**Job**
Rewrite the entries from the line with "Detect flag fabric" up to and including the line with "0,183,80,329", putting "opening" wherever "window" appears and changing nothing else.

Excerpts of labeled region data

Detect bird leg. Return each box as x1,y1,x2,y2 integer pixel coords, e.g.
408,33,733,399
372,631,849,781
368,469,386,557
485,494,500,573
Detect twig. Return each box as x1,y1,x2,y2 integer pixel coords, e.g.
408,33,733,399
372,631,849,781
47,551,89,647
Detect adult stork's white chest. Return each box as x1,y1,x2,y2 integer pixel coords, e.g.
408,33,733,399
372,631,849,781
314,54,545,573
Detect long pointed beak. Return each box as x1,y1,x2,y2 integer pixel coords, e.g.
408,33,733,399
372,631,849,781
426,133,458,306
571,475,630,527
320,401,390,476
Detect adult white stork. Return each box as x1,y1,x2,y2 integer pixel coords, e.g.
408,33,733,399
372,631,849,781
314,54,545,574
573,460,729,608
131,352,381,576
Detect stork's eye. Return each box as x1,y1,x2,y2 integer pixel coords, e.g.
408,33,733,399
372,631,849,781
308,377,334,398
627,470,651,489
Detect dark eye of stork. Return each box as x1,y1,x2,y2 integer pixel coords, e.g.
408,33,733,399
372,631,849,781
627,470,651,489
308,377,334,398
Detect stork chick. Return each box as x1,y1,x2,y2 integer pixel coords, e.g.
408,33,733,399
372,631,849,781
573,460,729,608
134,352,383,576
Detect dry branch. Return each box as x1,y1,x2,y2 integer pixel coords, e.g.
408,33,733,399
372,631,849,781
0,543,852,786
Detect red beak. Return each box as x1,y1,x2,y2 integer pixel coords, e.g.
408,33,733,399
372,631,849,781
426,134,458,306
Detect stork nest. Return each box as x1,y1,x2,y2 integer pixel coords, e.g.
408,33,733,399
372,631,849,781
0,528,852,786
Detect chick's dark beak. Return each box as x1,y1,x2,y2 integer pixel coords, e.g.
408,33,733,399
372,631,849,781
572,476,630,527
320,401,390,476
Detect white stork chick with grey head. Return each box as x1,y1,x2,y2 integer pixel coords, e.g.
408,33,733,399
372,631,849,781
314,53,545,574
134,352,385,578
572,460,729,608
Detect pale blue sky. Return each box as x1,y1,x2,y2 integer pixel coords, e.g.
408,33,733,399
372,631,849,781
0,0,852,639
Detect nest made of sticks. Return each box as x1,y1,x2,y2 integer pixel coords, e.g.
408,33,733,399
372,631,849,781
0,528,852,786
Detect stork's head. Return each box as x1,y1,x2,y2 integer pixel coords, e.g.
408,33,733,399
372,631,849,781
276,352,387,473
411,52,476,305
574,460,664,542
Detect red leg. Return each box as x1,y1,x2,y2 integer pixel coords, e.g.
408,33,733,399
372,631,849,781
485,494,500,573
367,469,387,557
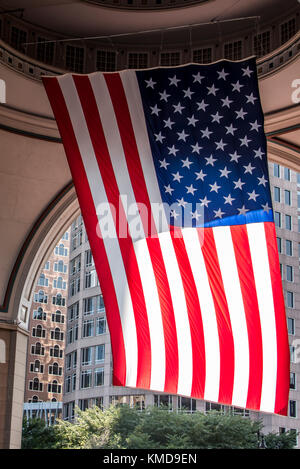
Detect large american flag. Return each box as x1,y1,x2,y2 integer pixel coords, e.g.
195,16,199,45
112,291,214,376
43,58,289,415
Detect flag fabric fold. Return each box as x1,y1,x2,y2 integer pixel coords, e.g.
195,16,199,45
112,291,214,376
43,58,289,415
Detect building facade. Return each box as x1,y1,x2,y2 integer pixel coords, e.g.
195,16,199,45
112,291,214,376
24,230,70,423
63,163,300,445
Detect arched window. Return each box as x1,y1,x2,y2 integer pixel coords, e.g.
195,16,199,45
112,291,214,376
32,378,40,391
38,273,48,287
52,362,59,375
34,360,41,373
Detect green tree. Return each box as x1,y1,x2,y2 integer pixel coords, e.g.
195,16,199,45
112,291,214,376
21,418,57,449
22,405,296,449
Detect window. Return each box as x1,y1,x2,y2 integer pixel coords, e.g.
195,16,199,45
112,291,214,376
80,370,92,389
72,373,76,391
274,212,281,228
54,260,68,274
290,372,296,389
54,243,68,256
96,50,116,72
49,362,62,376
96,295,105,313
66,46,84,73
30,360,44,373
154,394,173,410
32,307,47,321
68,302,79,321
83,297,94,315
285,239,293,256
276,236,282,253
48,379,61,394
284,167,291,181
177,396,196,412
95,344,105,363
51,309,65,324
193,47,212,64
274,186,280,202
160,51,180,67
29,378,43,392
50,327,64,340
82,319,94,337
34,290,48,303
284,190,292,205
85,249,94,267
96,318,106,335
31,342,45,355
94,368,104,386
32,324,46,338
287,318,295,335
280,18,296,44
64,375,71,394
69,277,80,297
286,291,294,308
254,31,271,57
224,41,243,60
81,347,92,366
289,400,297,417
52,293,66,306
273,163,280,178
71,228,82,251
50,345,63,358
84,269,99,288
36,37,54,64
128,52,148,69
38,274,49,287
286,265,294,282
290,345,296,363
66,353,72,370
70,255,81,275
53,277,67,290
10,26,27,53
285,215,292,231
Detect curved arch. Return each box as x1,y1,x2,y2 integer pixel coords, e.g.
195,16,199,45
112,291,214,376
0,183,80,329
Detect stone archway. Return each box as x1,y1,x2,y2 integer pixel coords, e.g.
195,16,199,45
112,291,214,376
0,183,80,449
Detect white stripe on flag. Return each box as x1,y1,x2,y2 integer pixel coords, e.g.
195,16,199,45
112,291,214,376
90,74,165,391
213,226,249,407
58,75,138,387
247,223,277,412
182,228,220,402
158,232,193,396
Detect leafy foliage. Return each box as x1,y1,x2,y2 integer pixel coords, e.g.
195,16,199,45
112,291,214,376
22,405,295,449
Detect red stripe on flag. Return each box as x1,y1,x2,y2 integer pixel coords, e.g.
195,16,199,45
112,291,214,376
171,228,206,399
197,228,234,405
73,75,151,389
264,222,290,415
43,77,126,386
104,74,179,393
230,225,263,410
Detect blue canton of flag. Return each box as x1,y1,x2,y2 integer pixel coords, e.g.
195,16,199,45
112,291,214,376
136,58,273,227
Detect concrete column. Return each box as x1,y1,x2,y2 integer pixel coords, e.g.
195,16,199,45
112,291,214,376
0,322,28,449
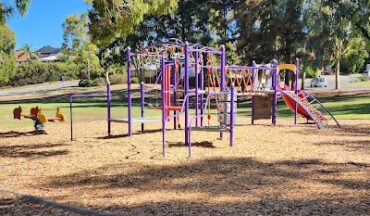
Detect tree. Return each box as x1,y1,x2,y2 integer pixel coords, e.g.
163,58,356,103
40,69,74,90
0,0,30,24
342,37,369,73
87,0,177,46
0,25,15,84
235,0,305,63
305,0,370,89
63,14,102,80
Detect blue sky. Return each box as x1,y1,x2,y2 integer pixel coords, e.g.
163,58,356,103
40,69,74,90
1,0,87,50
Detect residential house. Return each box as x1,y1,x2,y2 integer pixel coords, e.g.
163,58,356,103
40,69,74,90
15,50,31,63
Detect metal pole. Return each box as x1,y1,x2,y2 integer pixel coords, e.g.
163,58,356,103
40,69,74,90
272,60,278,125
230,84,235,147
200,53,206,126
220,45,226,139
294,58,299,125
251,61,258,125
107,77,112,136
172,58,177,130
127,47,132,136
69,96,73,141
140,82,145,132
194,51,199,127
161,52,167,157
184,41,190,145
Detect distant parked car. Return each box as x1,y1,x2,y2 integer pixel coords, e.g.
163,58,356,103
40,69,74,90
311,77,328,88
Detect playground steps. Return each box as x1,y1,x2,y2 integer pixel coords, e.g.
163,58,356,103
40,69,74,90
284,92,340,129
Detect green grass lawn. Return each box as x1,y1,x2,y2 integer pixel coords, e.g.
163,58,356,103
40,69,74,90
0,89,370,129
347,80,370,88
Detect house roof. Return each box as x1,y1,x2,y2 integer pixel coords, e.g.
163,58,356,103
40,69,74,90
37,45,61,54
15,50,31,62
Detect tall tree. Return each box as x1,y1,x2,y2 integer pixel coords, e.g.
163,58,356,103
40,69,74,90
87,0,177,46
0,0,30,24
305,0,355,89
236,0,305,63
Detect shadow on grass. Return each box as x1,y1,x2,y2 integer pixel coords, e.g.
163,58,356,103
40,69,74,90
0,144,69,158
42,158,370,215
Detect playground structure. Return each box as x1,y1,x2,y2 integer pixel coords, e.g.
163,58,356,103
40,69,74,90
13,106,65,131
70,39,339,157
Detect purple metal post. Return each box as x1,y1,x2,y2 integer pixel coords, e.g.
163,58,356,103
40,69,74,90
161,52,167,157
172,62,177,130
251,61,258,125
294,58,299,124
230,84,235,147
106,77,112,136
140,82,145,132
220,45,226,139
272,60,278,125
194,51,199,127
127,47,132,136
69,96,73,141
184,42,191,146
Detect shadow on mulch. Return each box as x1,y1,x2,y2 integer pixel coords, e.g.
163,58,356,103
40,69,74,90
168,141,216,148
0,143,69,158
0,131,47,138
42,158,370,215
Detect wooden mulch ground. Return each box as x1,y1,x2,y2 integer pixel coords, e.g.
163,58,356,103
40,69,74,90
0,118,370,215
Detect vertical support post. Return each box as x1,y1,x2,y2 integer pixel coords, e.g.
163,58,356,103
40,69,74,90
194,51,199,127
294,58,299,125
172,58,178,130
161,52,167,157
140,82,145,132
69,96,73,141
272,60,278,126
127,47,132,136
251,61,258,125
106,76,112,136
220,45,226,139
230,84,236,147
184,41,190,145
198,53,206,126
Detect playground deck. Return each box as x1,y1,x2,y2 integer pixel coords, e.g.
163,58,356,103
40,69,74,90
0,117,370,215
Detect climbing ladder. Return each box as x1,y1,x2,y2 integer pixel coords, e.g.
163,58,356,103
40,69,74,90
282,91,340,129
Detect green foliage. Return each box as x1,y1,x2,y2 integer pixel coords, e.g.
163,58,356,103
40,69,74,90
236,0,305,63
0,0,30,25
63,14,103,79
8,61,78,86
87,0,177,46
342,37,369,73
0,24,15,85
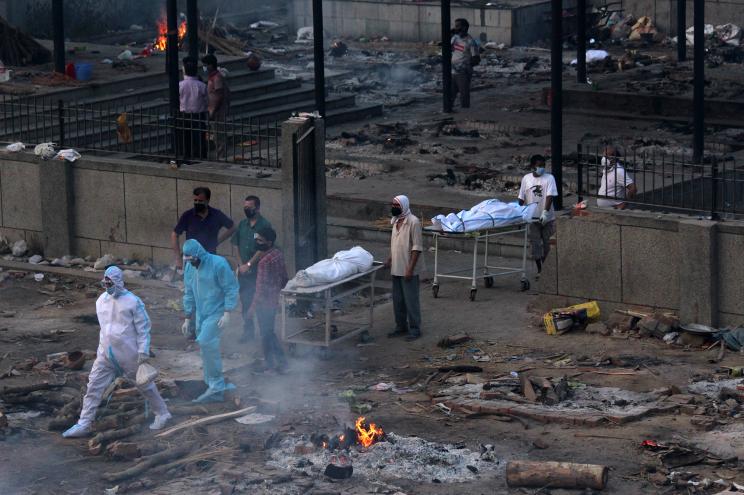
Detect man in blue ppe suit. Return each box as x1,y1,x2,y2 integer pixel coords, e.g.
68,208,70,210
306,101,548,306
62,266,171,438
181,239,238,402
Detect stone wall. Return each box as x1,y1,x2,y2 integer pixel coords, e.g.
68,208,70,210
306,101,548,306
0,154,284,264
616,0,744,36
538,210,744,325
290,0,556,45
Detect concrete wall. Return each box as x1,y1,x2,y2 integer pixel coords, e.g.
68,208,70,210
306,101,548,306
612,0,744,36
0,154,283,263
290,0,550,45
538,211,744,326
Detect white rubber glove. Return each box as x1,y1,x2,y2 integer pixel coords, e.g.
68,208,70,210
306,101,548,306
181,318,191,337
540,210,548,225
217,311,230,328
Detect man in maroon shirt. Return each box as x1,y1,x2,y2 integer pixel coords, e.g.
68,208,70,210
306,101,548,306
248,225,288,373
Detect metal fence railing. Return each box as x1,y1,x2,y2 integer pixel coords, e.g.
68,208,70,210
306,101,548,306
0,95,281,168
575,145,744,218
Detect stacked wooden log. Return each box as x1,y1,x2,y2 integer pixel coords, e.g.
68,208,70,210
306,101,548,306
0,17,52,67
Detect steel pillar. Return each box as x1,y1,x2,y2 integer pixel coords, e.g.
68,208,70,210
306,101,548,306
550,0,563,210
52,0,65,74
313,0,325,117
692,0,705,163
442,0,453,113
576,0,586,84
186,0,199,59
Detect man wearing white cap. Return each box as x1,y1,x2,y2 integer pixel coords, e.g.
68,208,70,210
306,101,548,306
62,266,171,438
385,195,424,341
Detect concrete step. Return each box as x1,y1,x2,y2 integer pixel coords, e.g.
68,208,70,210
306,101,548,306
75,69,278,106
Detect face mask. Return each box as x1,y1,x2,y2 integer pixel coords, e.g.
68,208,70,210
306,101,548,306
101,280,116,296
183,256,201,269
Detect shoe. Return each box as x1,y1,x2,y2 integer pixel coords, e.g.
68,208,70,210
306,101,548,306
150,413,173,430
62,423,90,438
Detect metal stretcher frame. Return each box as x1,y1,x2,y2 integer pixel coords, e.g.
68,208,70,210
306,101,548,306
279,262,382,349
424,222,530,301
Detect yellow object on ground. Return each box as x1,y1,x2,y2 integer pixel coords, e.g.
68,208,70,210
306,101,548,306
543,301,600,335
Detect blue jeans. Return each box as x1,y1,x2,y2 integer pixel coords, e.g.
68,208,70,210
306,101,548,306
393,275,421,335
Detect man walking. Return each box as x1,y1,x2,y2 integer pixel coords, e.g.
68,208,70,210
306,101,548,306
171,187,235,268
176,57,208,160
202,53,230,158
62,266,171,438
519,155,558,273
181,239,238,402
385,195,424,341
450,19,480,108
248,226,287,373
232,196,271,342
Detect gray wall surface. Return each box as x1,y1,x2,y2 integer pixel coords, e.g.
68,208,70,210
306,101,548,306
0,154,283,264
612,0,744,36
538,210,744,326
290,0,552,45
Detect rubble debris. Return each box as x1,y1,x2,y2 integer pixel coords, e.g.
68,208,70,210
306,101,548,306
506,461,609,490
0,17,52,67
437,333,471,349
10,239,28,257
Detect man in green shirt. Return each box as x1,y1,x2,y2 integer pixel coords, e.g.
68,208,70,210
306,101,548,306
232,196,271,342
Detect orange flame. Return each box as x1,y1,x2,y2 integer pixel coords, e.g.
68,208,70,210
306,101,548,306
356,416,384,447
153,17,187,52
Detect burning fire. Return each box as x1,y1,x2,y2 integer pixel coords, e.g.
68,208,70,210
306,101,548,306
355,416,384,447
153,17,186,52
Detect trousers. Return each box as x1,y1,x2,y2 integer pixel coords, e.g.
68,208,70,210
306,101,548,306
78,353,168,426
243,273,256,336
256,308,286,366
452,73,472,108
393,275,421,335
527,221,555,261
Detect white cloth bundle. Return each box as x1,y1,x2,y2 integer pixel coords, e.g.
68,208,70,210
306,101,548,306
287,246,374,289
431,199,537,232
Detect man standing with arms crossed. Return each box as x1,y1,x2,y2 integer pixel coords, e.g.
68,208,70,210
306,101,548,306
385,195,424,342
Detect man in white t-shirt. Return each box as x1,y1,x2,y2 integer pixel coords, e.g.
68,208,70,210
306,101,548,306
519,155,558,273
597,146,637,210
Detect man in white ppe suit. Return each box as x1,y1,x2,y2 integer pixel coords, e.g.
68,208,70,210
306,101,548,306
62,266,171,438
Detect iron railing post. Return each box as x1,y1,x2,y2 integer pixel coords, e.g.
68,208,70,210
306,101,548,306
576,143,584,203
57,100,65,148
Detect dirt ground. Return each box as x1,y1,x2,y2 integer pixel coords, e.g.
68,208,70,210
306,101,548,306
0,258,744,494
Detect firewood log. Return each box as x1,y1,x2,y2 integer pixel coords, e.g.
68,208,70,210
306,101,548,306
506,461,608,490
103,443,193,482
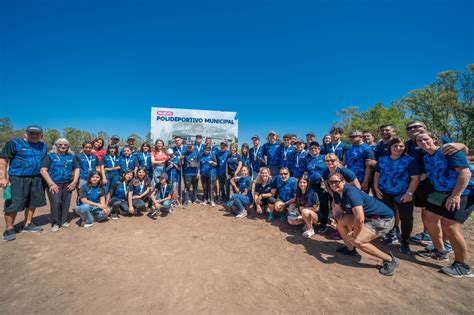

**Result**
Detect flag fabric fold. Return each box as x1,y1,x2,y2 integer pixel coords, e.g.
195,16,199,45
112,291,214,376
43,58,289,415
Detect building facade. Return each box as x1,y1,x2,y2 integer pixel coords, e.g.
195,16,199,45
112,291,214,376
24,230,70,423
63,163,300,445
Detect arched opening. Return each box as x1,y1,x2,y2 integer pixel coords, e.g.
195,16,199,45
112,291,214,376
32,378,40,391
38,273,48,287
52,362,59,375
34,360,41,373
Detect green tree. Return each box as x1,y1,x2,y2 integer pixel coords, e.g.
195,16,199,45
112,291,214,376
21,418,57,449
22,405,296,449
Detect opening. Return each box as x1,y1,x2,y2 integer pixel coords, e.g.
195,16,199,45
112,291,214,376
80,370,92,389
72,373,76,391
274,212,281,228
54,260,68,274
290,372,296,389
54,243,68,256
96,50,116,72
49,362,62,376
96,295,105,313
66,46,84,73
30,360,44,373
154,394,173,410
32,307,47,321
68,302,79,321
83,297,94,315
285,239,293,256
276,236,282,253
48,379,61,394
284,167,291,181
177,396,196,412
95,344,105,363
51,309,65,324
193,47,212,64
274,186,280,202
160,51,180,67
29,378,43,392
50,327,64,340
82,319,94,337
34,290,48,303
284,190,292,205
85,249,94,267
96,318,106,335
31,342,45,355
94,368,104,386
32,324,46,338
287,318,295,335
280,18,296,44
64,375,71,394
69,277,80,297
286,291,294,308
254,31,271,57
224,41,243,60
81,347,92,366
289,400,297,417
52,293,66,306
273,163,280,178
71,228,82,251
50,345,63,358
84,269,99,288
36,37,54,64
128,52,148,69
38,274,49,287
286,265,294,282
290,345,296,363
66,353,72,370
70,255,81,275
53,277,67,290
10,26,27,53
285,215,292,231
Detect curved arch. Return each box as x1,y1,x2,y2 integer pixel coords, e.g.
195,16,199,45
112,291,214,376
0,183,80,329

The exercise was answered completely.